Could you copy out every item below, substituting "JSON list" for each "JSON array" and leaving everything else unchanged?

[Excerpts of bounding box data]
# # # #

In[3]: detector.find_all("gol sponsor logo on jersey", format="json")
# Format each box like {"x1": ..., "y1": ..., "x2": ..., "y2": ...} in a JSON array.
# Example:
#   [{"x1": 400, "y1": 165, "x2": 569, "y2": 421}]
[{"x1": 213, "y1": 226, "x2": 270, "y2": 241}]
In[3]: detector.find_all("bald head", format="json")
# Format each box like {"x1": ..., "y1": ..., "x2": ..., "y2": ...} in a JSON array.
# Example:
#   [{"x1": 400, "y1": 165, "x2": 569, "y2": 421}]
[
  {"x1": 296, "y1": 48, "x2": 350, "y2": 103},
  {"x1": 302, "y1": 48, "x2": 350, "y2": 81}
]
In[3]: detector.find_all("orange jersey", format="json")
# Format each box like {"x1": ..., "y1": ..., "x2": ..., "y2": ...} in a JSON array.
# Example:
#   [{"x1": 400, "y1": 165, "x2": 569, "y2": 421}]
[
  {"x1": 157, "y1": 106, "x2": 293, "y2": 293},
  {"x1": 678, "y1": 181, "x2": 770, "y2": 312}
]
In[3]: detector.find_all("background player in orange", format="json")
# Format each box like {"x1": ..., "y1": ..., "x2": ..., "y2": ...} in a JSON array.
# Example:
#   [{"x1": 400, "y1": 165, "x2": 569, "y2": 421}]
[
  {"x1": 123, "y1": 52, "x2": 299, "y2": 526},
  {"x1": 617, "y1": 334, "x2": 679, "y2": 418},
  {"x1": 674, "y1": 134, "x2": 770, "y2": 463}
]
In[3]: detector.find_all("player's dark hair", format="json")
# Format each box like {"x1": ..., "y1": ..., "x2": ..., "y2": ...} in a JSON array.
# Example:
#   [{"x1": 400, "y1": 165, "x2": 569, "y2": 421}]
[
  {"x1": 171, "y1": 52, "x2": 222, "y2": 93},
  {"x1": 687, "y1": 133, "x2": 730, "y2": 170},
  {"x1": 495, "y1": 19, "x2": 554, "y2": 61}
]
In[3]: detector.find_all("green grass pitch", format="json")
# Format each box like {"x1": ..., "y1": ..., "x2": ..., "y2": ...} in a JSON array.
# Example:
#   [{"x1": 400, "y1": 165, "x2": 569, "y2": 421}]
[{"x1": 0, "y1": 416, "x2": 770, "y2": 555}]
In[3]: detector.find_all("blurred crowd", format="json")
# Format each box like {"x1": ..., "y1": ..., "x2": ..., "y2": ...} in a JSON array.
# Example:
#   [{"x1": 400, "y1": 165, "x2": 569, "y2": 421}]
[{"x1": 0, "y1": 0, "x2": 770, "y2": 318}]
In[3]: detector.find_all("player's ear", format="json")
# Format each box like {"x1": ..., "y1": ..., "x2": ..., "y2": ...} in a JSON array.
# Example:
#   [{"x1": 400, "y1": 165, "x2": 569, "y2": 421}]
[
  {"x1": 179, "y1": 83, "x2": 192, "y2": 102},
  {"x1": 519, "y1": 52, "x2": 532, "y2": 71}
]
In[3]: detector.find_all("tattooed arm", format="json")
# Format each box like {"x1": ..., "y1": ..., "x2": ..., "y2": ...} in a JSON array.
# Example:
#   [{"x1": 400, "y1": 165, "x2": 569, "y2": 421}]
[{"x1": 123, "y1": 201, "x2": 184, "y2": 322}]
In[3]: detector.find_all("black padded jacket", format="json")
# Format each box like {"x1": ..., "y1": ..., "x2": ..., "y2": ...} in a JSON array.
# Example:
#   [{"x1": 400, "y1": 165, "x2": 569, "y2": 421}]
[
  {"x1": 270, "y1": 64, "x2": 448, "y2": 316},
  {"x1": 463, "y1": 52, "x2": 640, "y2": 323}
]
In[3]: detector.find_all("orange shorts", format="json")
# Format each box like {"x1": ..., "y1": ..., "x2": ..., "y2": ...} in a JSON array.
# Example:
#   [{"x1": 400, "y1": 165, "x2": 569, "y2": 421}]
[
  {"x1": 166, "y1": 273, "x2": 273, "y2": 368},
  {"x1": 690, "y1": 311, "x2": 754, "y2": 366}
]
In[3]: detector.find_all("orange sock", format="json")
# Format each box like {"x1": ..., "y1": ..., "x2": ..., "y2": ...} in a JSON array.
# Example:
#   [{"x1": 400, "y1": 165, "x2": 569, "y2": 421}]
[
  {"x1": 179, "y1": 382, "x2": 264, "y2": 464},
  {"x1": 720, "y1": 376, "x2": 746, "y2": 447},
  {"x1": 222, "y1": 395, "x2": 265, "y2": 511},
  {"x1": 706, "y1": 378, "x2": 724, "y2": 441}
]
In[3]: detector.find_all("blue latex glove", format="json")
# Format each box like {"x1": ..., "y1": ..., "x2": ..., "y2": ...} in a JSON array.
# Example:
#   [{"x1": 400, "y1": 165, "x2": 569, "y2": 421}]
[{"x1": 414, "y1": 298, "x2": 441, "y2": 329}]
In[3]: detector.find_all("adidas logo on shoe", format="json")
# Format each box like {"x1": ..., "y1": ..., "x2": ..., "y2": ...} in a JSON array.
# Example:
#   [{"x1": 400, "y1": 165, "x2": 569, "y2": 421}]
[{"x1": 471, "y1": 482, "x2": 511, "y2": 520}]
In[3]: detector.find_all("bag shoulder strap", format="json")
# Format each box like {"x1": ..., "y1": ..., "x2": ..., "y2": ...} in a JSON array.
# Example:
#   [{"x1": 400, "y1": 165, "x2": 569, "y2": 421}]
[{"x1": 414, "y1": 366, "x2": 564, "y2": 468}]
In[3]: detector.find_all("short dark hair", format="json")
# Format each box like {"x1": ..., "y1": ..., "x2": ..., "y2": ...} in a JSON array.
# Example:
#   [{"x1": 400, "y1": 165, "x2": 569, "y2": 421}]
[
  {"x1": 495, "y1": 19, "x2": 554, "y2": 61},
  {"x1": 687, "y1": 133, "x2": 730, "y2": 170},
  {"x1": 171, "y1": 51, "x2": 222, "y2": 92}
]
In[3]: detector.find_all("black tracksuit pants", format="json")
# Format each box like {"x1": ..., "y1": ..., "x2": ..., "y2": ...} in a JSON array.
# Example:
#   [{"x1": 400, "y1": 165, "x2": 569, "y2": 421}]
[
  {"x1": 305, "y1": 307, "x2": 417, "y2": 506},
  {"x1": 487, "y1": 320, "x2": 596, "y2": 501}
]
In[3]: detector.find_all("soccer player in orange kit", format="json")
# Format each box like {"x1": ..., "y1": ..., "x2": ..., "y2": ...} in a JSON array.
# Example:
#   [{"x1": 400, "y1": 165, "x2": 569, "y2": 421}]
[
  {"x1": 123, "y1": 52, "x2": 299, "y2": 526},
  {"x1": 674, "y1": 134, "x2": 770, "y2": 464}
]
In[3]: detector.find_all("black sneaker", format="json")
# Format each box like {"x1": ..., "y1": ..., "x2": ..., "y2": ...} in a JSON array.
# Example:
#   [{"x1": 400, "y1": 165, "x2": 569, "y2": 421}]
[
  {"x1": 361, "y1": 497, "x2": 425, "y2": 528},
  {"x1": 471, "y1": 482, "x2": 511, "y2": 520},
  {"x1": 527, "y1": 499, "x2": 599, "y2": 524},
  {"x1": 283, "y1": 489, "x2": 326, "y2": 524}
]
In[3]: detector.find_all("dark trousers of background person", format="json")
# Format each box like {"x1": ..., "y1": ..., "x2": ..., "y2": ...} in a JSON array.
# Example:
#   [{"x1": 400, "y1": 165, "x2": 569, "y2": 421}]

# # # #

Written answer
In[3]: detector.find_all("gol sponsor logo on jersey", format="json")
# Format each box like {"x1": ..., "y1": ..., "x2": ..., "y2": ...} in a JSON list.
# Example:
#   [{"x1": 400, "y1": 165, "x2": 569, "y2": 421}]
[{"x1": 213, "y1": 226, "x2": 270, "y2": 241}]
In[3]: detector.find_all("bald head", format="json")
# Format each box like {"x1": ..., "y1": ..., "x2": ..., "y2": ...} in a JSON list.
# Example:
#   [{"x1": 400, "y1": 165, "x2": 569, "y2": 421}]
[
  {"x1": 296, "y1": 48, "x2": 350, "y2": 103},
  {"x1": 302, "y1": 48, "x2": 350, "y2": 81}
]
In[3]: detector.find_all("orange jersey", format="json")
# Format each box like {"x1": ..., "y1": ..., "x2": ..., "y2": ...} in a JSON list.
# Example:
#   [{"x1": 400, "y1": 165, "x2": 569, "y2": 421}]
[
  {"x1": 157, "y1": 106, "x2": 293, "y2": 293},
  {"x1": 678, "y1": 181, "x2": 770, "y2": 312}
]
In[3]: detector.find_all("background player in orange", format="json")
# Format each box like {"x1": ..., "y1": ..., "x2": ..., "y2": ...} in a JSON list.
# Example:
#   [{"x1": 400, "y1": 165, "x2": 569, "y2": 421}]
[
  {"x1": 123, "y1": 52, "x2": 299, "y2": 526},
  {"x1": 617, "y1": 334, "x2": 679, "y2": 418},
  {"x1": 674, "y1": 134, "x2": 770, "y2": 463}
]
In[3]: detector.find_all("player's dark hair", format="json")
# Format each box like {"x1": ..., "y1": ..., "x2": ..., "y2": ...} in a JSON list.
# Example:
#   [{"x1": 400, "y1": 165, "x2": 569, "y2": 421}]
[
  {"x1": 171, "y1": 52, "x2": 222, "y2": 93},
  {"x1": 687, "y1": 133, "x2": 730, "y2": 170},
  {"x1": 495, "y1": 19, "x2": 554, "y2": 61}
]
In[3]: detector.find_all("green grass pitch", format="json")
# Format each box like {"x1": ..., "y1": ..., "x2": ..., "y2": ...} in a JSON list.
# Example:
#   [{"x1": 400, "y1": 165, "x2": 569, "y2": 421}]
[{"x1": 0, "y1": 416, "x2": 770, "y2": 555}]
In[3]: detector.find_all("blurred crowd", format="json")
# Format each box like {"x1": ..., "y1": ..., "x2": ..., "y2": ...} in a JSON list.
# Example:
#   [{"x1": 400, "y1": 165, "x2": 569, "y2": 421}]
[{"x1": 0, "y1": 0, "x2": 770, "y2": 318}]
In[3]: detector.find_all("player's ear", format="json")
# Format each box like {"x1": ..., "y1": ..., "x2": ..., "y2": ...} in a JSON list.
# Example:
#   [{"x1": 400, "y1": 165, "x2": 569, "y2": 421}]
[
  {"x1": 179, "y1": 83, "x2": 192, "y2": 102},
  {"x1": 519, "y1": 52, "x2": 532, "y2": 71}
]
In[3]: detector.find_all("tattooed arm", format="json")
# Format each box like {"x1": ..., "y1": ..., "x2": ..., "y2": ...} in a JSON list.
# Example:
#   [{"x1": 400, "y1": 165, "x2": 569, "y2": 421}]
[{"x1": 123, "y1": 201, "x2": 184, "y2": 322}]
In[3]: detector.find_all("black padded jacket", format="json")
# Format each box like {"x1": ..., "y1": ..., "x2": ..., "y2": ...} in a JSON list.
# Example:
#   [{"x1": 400, "y1": 165, "x2": 569, "y2": 421}]
[
  {"x1": 270, "y1": 64, "x2": 448, "y2": 316},
  {"x1": 463, "y1": 52, "x2": 640, "y2": 323}
]
In[3]: detector.find_all("orange shorts", format="json")
# Format each box like {"x1": ..., "y1": ..., "x2": ..., "y2": ...} in a JSON list.
# Example:
#   [{"x1": 400, "y1": 165, "x2": 569, "y2": 421}]
[
  {"x1": 166, "y1": 273, "x2": 273, "y2": 368},
  {"x1": 690, "y1": 311, "x2": 754, "y2": 366}
]
In[3]: detector.find_all("orange sock", format="json")
# Format each box like {"x1": ..., "y1": ..., "x2": ..., "y2": ...} in a JSON list.
# Example:
#   [{"x1": 400, "y1": 165, "x2": 569, "y2": 421}]
[
  {"x1": 179, "y1": 382, "x2": 264, "y2": 464},
  {"x1": 720, "y1": 376, "x2": 746, "y2": 447},
  {"x1": 222, "y1": 395, "x2": 265, "y2": 511},
  {"x1": 706, "y1": 378, "x2": 724, "y2": 441}
]
In[3]: detector.find_all("blue latex glove", format="json")
# Format each box like {"x1": ..., "y1": ..., "x2": ..., "y2": ...} in a JSON list.
# Example:
#   [{"x1": 400, "y1": 165, "x2": 569, "y2": 421}]
[{"x1": 414, "y1": 298, "x2": 441, "y2": 329}]
In[3]: detector.find_all("adidas logo on shoe", format="json")
# Format each box like {"x1": ..., "y1": ..., "x2": ..., "y2": ...} in a JSON list.
# Example:
#   [{"x1": 400, "y1": 165, "x2": 569, "y2": 421}]
[{"x1": 471, "y1": 482, "x2": 511, "y2": 520}]
In[3]: detector.find_all("bag shoulder strap", format="json")
# Format each box like {"x1": ..., "y1": ..., "x2": ..., "y2": ...} in a JSON list.
# Example:
#   [{"x1": 400, "y1": 165, "x2": 569, "y2": 421}]
[{"x1": 414, "y1": 366, "x2": 564, "y2": 468}]
In[3]: detector.find_all("short dark hair", format="json")
# Format each box like {"x1": ..., "y1": ..., "x2": ..., "y2": ...} in a JSON list.
# Example:
#   [{"x1": 400, "y1": 165, "x2": 569, "y2": 421}]
[
  {"x1": 495, "y1": 19, "x2": 554, "y2": 61},
  {"x1": 687, "y1": 133, "x2": 730, "y2": 170},
  {"x1": 171, "y1": 51, "x2": 222, "y2": 92}
]
In[3]: detector.find_all("black tracksuit pants", format="json")
# Format each box like {"x1": ..., "y1": ..., "x2": ..., "y2": ...} in a JSON list.
# Example:
#   [{"x1": 400, "y1": 165, "x2": 569, "y2": 421}]
[
  {"x1": 305, "y1": 307, "x2": 417, "y2": 506},
  {"x1": 487, "y1": 320, "x2": 596, "y2": 501}
]
In[3]: detector.find_all("soccer player in orange kit", format="json")
# Format each box like {"x1": ..., "y1": ..., "x2": ..., "y2": ...} in a JSON list.
# Example:
#   [{"x1": 400, "y1": 165, "x2": 569, "y2": 421}]
[
  {"x1": 123, "y1": 52, "x2": 299, "y2": 526},
  {"x1": 674, "y1": 134, "x2": 770, "y2": 464}
]
In[3]: detector.find_all("black sneaker", format="json")
# Format each box like {"x1": ..., "y1": ..., "x2": ..., "y2": ...} in a JSON list.
# Example:
#   [{"x1": 400, "y1": 165, "x2": 569, "y2": 421}]
[
  {"x1": 361, "y1": 497, "x2": 425, "y2": 528},
  {"x1": 471, "y1": 482, "x2": 511, "y2": 520},
  {"x1": 527, "y1": 499, "x2": 599, "y2": 524},
  {"x1": 283, "y1": 489, "x2": 326, "y2": 524}
]
In[3]: detector.find_all("dark trousers of background person", format="json")
# Format each box like {"x1": ..., "y1": ..., "x2": ..., "y2": ...} in a JSON list.
# Example:
#   [{"x1": 400, "y1": 165, "x2": 569, "y2": 421}]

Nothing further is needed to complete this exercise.